*提示テキスト*

=-=-=-=-=

3回に渡ってご紹介している本テーマも遂に最終回となります!今回は監視対象の温度に異常があった場合に警告メールを送信する設定をしていきます!

また、おまけとして以前弊社で扱っていた製品との比較もしてみました!

UbuntuでUSB温度計やBlutooth温度計を使う方法、温度データをグラフ化する方法は前回までの記事でご紹介しています。こちらもぜひご覧ください。
その1POWERSTEP fitlet2とSORACOMで測定した温度データをOneDriveへアップロードする!
その2OneDriveと同期したオンプレミスサーバで温度データをグラフ化する!

目次
1. 今回の目標
2. 環境構築
3. 結果
4. まとめ
5. おまけ
 5-1.サイズと重さ
 5-2.CPU
 5-3.使用環境温度
 5-4.インターフェイス
 5-5.価格

1. 今回の目標

遠隔温度監視システムのイメージ

①POWERSTEP fitlet2とSORACOMで測定した温度データをOneDriveへアップロードする!
②OneDriveと同期したオンプレミスサーバで温度データをグラフ化する!

=-=-=-=-=

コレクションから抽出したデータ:
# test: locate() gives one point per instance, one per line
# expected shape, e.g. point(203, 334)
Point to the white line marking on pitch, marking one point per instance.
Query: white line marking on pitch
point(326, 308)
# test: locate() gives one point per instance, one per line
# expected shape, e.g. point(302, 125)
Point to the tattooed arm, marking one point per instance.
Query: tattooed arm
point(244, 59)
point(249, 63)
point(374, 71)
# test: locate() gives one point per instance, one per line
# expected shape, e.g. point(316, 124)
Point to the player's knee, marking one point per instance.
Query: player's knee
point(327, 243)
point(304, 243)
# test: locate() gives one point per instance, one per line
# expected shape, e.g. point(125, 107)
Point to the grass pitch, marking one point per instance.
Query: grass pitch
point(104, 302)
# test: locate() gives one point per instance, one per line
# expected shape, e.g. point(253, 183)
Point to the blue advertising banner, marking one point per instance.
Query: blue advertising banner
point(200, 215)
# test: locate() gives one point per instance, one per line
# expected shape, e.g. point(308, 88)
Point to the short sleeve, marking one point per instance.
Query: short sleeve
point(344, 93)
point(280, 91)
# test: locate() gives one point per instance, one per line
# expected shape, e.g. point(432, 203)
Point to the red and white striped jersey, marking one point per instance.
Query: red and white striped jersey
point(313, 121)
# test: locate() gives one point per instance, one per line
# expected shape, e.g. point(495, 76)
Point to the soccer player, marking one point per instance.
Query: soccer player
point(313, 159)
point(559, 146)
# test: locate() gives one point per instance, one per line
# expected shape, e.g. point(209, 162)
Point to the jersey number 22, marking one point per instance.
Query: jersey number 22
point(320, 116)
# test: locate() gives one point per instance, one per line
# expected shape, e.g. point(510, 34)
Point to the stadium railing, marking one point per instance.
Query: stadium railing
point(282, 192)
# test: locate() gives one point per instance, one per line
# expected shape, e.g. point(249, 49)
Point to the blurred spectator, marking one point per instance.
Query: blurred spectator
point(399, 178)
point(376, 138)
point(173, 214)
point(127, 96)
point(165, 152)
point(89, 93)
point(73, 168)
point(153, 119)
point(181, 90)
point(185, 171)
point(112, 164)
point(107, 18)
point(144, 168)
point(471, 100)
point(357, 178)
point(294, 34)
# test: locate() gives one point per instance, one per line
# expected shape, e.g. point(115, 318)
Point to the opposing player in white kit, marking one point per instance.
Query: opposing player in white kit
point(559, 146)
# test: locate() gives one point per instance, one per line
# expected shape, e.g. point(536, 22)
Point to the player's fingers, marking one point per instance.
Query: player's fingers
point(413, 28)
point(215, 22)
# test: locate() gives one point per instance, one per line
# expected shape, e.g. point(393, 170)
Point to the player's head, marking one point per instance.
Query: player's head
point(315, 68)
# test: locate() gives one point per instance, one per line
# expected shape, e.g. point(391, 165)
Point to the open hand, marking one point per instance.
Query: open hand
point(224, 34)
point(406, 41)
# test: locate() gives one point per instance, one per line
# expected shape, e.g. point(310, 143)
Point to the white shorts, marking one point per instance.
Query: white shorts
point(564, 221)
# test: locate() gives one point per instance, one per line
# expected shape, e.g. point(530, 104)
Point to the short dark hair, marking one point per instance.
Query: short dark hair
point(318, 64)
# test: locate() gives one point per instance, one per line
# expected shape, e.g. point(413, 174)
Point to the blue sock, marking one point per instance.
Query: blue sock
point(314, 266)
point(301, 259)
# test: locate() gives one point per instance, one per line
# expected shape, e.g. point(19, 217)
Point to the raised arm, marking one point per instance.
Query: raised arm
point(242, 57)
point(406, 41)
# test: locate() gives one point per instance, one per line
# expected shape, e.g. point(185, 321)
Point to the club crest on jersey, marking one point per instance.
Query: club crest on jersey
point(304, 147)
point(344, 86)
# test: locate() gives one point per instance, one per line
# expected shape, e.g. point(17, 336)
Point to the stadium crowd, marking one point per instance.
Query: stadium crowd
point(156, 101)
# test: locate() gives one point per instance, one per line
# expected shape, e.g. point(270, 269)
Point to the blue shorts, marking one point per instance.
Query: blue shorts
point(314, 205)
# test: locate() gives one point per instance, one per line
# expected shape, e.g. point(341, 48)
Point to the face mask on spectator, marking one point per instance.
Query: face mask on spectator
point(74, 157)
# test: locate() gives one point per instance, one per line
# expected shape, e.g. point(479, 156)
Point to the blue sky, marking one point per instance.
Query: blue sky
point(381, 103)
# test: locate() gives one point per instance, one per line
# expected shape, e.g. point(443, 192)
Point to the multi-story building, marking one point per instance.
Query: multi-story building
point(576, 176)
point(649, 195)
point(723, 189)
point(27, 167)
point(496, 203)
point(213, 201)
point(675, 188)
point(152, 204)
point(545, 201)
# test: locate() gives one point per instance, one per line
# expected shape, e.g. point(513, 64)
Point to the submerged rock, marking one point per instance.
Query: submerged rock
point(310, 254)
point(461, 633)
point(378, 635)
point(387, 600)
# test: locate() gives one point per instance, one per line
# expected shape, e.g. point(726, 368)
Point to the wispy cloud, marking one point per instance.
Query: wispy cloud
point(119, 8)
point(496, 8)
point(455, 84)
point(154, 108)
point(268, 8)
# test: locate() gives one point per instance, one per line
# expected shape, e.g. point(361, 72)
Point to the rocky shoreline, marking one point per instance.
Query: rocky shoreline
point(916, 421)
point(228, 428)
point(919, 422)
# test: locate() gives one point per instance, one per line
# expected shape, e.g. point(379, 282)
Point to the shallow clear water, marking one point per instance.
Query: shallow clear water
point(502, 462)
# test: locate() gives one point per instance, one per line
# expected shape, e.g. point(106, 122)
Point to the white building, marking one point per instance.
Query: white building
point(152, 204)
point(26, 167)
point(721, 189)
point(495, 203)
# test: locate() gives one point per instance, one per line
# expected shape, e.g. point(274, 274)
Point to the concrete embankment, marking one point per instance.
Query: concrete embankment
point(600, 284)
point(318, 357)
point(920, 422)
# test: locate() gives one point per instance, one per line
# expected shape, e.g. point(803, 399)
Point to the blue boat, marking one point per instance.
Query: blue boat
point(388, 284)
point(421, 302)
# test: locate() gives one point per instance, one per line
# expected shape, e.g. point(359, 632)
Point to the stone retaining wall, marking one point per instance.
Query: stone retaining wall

=-=-=-=-=

*記述問題 A*
温度監視の記事の目次で「5. おまけ」の下に並ぶ小見出しを、番号を除いてすべて挙げてください。
*記述問題 B*
温度監視の記事の続きを、最後の一文の直後から書き進めてください。
上記の項目は、温度監視の記事とは関係がありません。

*課題への回答 A*
サイズと重さ、CPU、使用環境温度、インターフェイス、価格

*課題への回答 B*
③異常な温度を検知したら警告メールを送信する!

前回の記事で、温度データをグラフで分かりやすく見ることができるようになりました。しかし、これだけでは温度に異常があってもすぐに気づくことができません。そこで今回は、③のように異常な温度が検知された場合に警告メールを送信する設定をしていきます!今回の環境構築はすべてオンプレミスサーバで行います。

2. 環境構築

警告メール設定

  1. postfix、mailutilsのインストール
    postfixはオープンソースソフトウェアのメール転送エージェント、mailutilsはメール送信に必要なソフトウェアです。
    postfixのインストール時、メールサーバ形式は「設定なし」を選択します。smtpサーバの送信先は社内のメールゲートウェイを指定していますが、実際に運用する際はシステム管理者に相談するなどしてください。
    $ sudo apt install postfix mailutils
  2. munin.confの編集
    muninはオープンソースのシステム監視ソフトウェアです。詳しくは前回の記事で紹介していますので参考にしてください。
    munin.confに送信先のメールアドレスと温度を警告する閾値の設定を追加します。
    「” ”」で囲われたところはメールの件名で、自由に決めることができます。今回はグループ名とホスト名を入れています。
    閾値はそのまま入力すると上限値になります。下限値を設定する場合は「下限値:」、両方設定する場合は「下限値:上限値」と入力します。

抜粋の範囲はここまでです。